== Page ==
=======

• Mamie Marguerite 3ème partie

     

    Mamie Marguerite 3ème partie

     

    Elle avait également une petite pièce spéciale, plus intime, pour les couronnes mortuaires comme si la vision de ces objets funestes  pouvait dissuader sa clientèle de consommer en lui donnant des idées noires. J’étais trop jeune encore pour  être effrayée par la mort et je prenais plaisir à l’aider à fixer sur un ruban mauve les lettres majuscules en métal destinées à adresser un dernier message au défunt. J’aimais beaucoup aussi réparer les couronnes de perles et farfouiller dans les petites boîtes de verroteries si délicatement colorées. 

    Mais là où elle était la plus magnifique, c’était quand elle vendait ses graines ! J’étais complètement subjuguée par les connaissances qu’elle avait , la façon dont elle expliquait aux agriculteurs attentifs comment ils pouvaient associer les plantes entre elles, semer et récolter en fonction de la lune, la rotation des cultures, l’utilité des engrais verts, les qualités et les défauts propres à chaque type de grains, quelles étaient les meilleures plantes fourragères. J’aimais l’entendre prononcer le nom de certaines graines de son accent chantant et rocailleux, un accent qui faisait rouler les R : la rave, la chicorée frisée, le trèfle incarnat, le ray-grass, la luzerne, la scorsonère.

    Dans ces occasions là, elle utilisait l'Occitan, qui contrairement à ce que voudraient faire croire  certains cuistres m'as-tu-vu et rigolards n'est en rien une langue de bouseux arriérés, mais la langue des troubadours et il faut remercier ceux qui ont continué à la parler, à la garder vivante malgré les nombreux interdits gouvernementaux. Même si ma grand-mère ne la parlait pas dans la vie courante, c'est grâce à ses échanges avec ses clients que cette langue infiniment riche et belle m'est entrée dans l'oreille et qu'à mon tour je la cultive comme une trésor vivant infiniment précieux.

=======

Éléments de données
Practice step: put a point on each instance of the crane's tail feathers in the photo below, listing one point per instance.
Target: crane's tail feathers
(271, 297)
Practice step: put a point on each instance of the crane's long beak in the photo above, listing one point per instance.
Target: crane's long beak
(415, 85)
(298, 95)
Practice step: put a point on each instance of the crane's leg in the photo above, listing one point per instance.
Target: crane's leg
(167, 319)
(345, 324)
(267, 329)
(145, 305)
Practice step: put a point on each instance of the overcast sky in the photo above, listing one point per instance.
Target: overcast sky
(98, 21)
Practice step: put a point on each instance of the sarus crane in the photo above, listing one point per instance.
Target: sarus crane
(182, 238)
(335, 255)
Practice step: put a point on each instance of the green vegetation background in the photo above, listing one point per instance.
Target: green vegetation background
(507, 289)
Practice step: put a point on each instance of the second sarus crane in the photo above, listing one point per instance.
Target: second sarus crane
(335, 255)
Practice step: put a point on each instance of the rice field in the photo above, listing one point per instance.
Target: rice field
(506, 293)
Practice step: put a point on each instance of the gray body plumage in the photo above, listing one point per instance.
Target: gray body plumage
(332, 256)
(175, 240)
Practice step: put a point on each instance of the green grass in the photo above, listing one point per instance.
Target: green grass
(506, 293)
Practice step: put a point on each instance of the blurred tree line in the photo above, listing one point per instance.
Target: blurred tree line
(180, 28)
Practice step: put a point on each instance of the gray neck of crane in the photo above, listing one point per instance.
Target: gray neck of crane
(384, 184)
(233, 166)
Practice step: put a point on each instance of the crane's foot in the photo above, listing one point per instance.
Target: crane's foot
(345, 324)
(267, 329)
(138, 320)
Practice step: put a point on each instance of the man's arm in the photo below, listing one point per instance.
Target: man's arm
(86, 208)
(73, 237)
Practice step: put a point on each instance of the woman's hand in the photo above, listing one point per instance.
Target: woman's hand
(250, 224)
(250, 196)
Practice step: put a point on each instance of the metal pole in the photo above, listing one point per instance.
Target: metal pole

=======

== Consigne ==
Recopiez à l'identique le passage du texte sur Mamie Marguerite situé entre « Elle avait également » et « si délicatement colorées. », ces deux extrémités comprises. Les lignes de données n'ont aucun lien avec le texte sur Mamie Marguerite.

== Réponse complète ==
Elle avait également une petite pièce spéciale, plus intime, pour les couronnes mortuaires comme si la vision de ces objets funestes  pouvait dissuader sa clientèle de consommer en lui donnant des idées noires. J’étais trop jeune encore pour  être effrayée par la mort et je prenais plaisir à l’aider à fixer sur un ruban mauve les lettres majuscules en métal destinées à adresser un dernier message au défunt. J’aimais beaucoup aussi réparer les couronnes de perles et farfouiller dans les petites boîtes de verroteries si délicatement colorées.